__SELECTED EXCERPT__.
______
Take a 20-page PDF and index it twice:

Run A: chunk_size=400, chunk_overlap=40
Run B: chunk_size=1200, chunk_overlap=180

Write 10 test questions and measure top-5 recall on both runs. Report which chunk size works better and why.

3. pgvector end-to-end#

Spin up Postgres with the pgvector extension (Docker one-liner works). Index 1,000 Wikipedia articles using text-embedding-3-small via langchain-postgres. Implement a metadata filter so that a query can be restricted to articles from a specific category. Verify both the unrestricted and filtered searches return reasonable results.

4. Hybrid search with RRF#

Build a hybrid search that combines:

Dense vector search (any of the three stores above).
BM25 keyword search via rank-bm25.

Fuse the two ranked lists with Reciprocal Rank Fusion (k=60). Compare the fused top-5 against the dense-only top-5 on 10 queries that include proper names or codes. Hybrid should outperform dense-only on those queries.

5. Cross-encoder re-ranking#

Retrieve top-50 from your best retriever. Re-rank with cross-encoder/ms-marco-MiniLM-L-6-v2 and keep the top-5. Measure precision@5 before and after re-ranking on your test set.

Expected: precision@5 should improve by 5–15 percentage points.

Review Questions#

What similarity metric is the default choice for text embeddings?
- A. Cosine similarity
- B. Manhattan distance
- C. Jaccard index
- D. Hamming distance
For most teams starting a RAG project, which embedding model is the recommended first choice?
- A. all-MiniLM-L6-v2 (local, 384 dim)
- B. text-embedding-3-small (OpenAI, 1536 dim)
- C. A custom model trained from scratch
- D. text-embedding-ada-002 (legacy)
What is the pgvector connection string format required by langchain-postgres?
- A. postgres://user:pass@host/db
- B. postgresql+psycopg2://user:pass@host/db
- C. postgresql+psycopg://user:pass@host/db (psycopg3)
- D. jdbc:postgresql://host/db
Why does hybrid search (dense + sparse) outperform dense-only on queries containing exact SKUs or error codes?
- A. Sparse retrieval is faster
- B. BM25 excels at exact keyword matching, which pure vector similarity can miss
- C. Hybrid uses more memory
- D. Dense vectors don’t work at all
Which Qdrant parameter enables hybrid dense+sparse retrieval?
- A. search_type="both"
- B. retrieval_mode="hybrid"
- C. mode="mixed"
- D. use_bm25=True
What is the primary purpose of chunk overlap when splitting documents?
- A. To make chunks larger for free
- B. To avoid cutting a relevant passage exactly at a chunk boundary, which would make it unretrievable
- C. To confuse the embedding model
- D. To save disk space
A cross-encoder re-ranker is used after which step in a typical RAG pipeline?
- A. Before the first-stage retriever runs
- B. After first-stage retrieval, to re-score the top-N candidates with deeper attention
- C. Instead of the embedding model
- D. On the final answer text
What is Reciprocal Rank Fusion (RRF) used for?
- A. Training embedding models
- B. Combining ranked lists from multiple retrievers into a single fused ranking
- C. Compressing vectors
- D. Chunking documents
When would you prefer Chroma over pgvector for a vector store?
______
__EXERCISE DATA__.
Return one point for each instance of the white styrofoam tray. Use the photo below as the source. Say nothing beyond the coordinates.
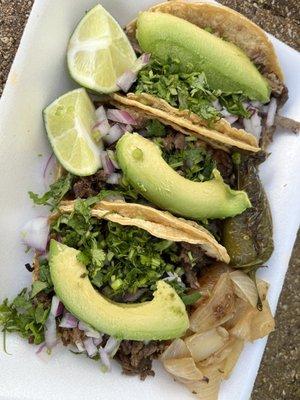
(37, 77)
______
__REQUIRED ACTION__. Please state how much precision@5 should improve after cross-encoder re-ranking, according to the retrieval exercises excerpt.

__REPLY__. By 5–15 percentage points.